» **Assignment**: Whatever appears in the data below, copy it exactly.
Segment Start: Data for processing
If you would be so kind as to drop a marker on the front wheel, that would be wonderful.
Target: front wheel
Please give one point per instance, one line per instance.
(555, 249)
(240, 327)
Segment End: Data for processing
» **Task result**:
If you would be so kind as to drop a marker on the front wheel, that would be wonderful.
Target: front wheel
Please give one point per instance, one line per instance.
(555, 249)
(240, 327)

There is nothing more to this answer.